PROBLEM STATEMENT => In the records below, find the line containing "of the staircase", then extract that line and all subsequent lines exactly, leaving out everything else.

MATERIAL TO PROCESS =>
+ + + + +

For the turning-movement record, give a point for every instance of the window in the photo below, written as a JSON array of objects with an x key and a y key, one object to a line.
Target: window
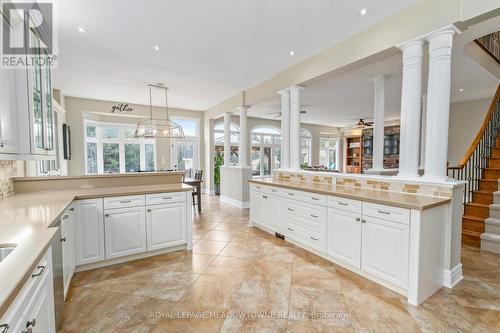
[
  {"x": 305, "y": 147},
  {"x": 112, "y": 148},
  {"x": 327, "y": 152},
  {"x": 219, "y": 140},
  {"x": 185, "y": 151},
  {"x": 266, "y": 149}
]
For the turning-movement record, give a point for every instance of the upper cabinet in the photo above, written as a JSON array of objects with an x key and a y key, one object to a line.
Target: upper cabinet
[{"x": 27, "y": 117}]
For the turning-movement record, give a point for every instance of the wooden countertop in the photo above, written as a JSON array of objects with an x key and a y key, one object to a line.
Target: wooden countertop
[
  {"x": 26, "y": 219},
  {"x": 403, "y": 200}
]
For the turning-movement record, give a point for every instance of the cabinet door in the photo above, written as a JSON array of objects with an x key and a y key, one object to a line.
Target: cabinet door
[
  {"x": 40, "y": 314},
  {"x": 8, "y": 112},
  {"x": 385, "y": 246},
  {"x": 89, "y": 231},
  {"x": 68, "y": 248},
  {"x": 166, "y": 225},
  {"x": 125, "y": 231},
  {"x": 344, "y": 236},
  {"x": 272, "y": 213}
]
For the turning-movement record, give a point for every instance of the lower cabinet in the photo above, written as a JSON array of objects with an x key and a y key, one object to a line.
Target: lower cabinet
[
  {"x": 385, "y": 250},
  {"x": 166, "y": 225},
  {"x": 89, "y": 231},
  {"x": 344, "y": 236},
  {"x": 125, "y": 231},
  {"x": 68, "y": 247}
]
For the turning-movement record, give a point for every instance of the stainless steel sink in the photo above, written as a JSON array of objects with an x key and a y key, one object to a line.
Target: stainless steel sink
[{"x": 5, "y": 250}]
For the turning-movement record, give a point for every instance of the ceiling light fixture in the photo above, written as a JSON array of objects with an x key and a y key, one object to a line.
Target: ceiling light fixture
[{"x": 155, "y": 127}]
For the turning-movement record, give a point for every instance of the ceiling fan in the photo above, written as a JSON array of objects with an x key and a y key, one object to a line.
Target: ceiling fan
[
  {"x": 363, "y": 124},
  {"x": 278, "y": 114}
]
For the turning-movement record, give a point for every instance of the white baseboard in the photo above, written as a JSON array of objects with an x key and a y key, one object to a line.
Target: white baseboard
[
  {"x": 234, "y": 202},
  {"x": 451, "y": 277}
]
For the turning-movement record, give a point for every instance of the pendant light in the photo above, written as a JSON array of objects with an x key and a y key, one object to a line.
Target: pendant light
[{"x": 157, "y": 128}]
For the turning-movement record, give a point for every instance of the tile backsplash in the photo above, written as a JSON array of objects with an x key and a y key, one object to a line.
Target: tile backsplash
[{"x": 8, "y": 169}]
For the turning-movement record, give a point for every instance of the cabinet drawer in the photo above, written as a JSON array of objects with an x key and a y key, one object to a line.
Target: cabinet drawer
[
  {"x": 395, "y": 214},
  {"x": 347, "y": 205},
  {"x": 125, "y": 201},
  {"x": 311, "y": 238},
  {"x": 317, "y": 199},
  {"x": 162, "y": 198}
]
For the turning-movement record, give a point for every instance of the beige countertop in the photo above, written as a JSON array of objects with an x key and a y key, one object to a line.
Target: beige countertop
[
  {"x": 25, "y": 220},
  {"x": 403, "y": 200}
]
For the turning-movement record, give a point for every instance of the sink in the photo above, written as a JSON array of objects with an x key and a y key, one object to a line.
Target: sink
[{"x": 5, "y": 250}]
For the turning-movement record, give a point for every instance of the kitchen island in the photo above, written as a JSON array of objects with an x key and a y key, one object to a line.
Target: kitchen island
[{"x": 403, "y": 241}]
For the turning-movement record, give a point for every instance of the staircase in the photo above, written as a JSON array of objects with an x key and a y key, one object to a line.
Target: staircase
[{"x": 480, "y": 169}]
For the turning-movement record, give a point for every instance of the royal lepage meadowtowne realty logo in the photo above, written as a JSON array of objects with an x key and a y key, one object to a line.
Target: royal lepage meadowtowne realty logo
[{"x": 28, "y": 38}]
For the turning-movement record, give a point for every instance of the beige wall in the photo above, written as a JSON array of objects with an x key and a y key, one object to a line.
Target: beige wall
[
  {"x": 80, "y": 109},
  {"x": 466, "y": 119}
]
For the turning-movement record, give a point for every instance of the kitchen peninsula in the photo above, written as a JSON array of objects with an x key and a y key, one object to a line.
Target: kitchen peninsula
[
  {"x": 59, "y": 225},
  {"x": 401, "y": 234}
]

+ + + + +

TASK OUTPUT =>
For the turning-movement record, give a point for every instance of the staircase in the photo above, written as a JSON array of objects with an x key and a y key, one object to a line.
Target: staircase
[{"x": 480, "y": 169}]
For the turning-movement record, give a point for every instance of the royal lepage meadowtowne realty logo in the photo above, written as a JSON array of objects with an x key and a y key, one object to a line.
Target: royal lepage meadowtowne realty logo
[{"x": 28, "y": 38}]
For the turning-movement record, give a point for every instance of the beige wall in the photo above, written as a JSON array of objects with an x key and a y key, one object to a line.
Target: beige wall
[
  {"x": 80, "y": 109},
  {"x": 466, "y": 119}
]
For the turning-movement record, give a point for every instance of the kitchen peninsula in the photo above, written as a JSON array of objects with an x key and a y key, one object to a line.
Target: kitchen peninsula
[
  {"x": 59, "y": 225},
  {"x": 401, "y": 234}
]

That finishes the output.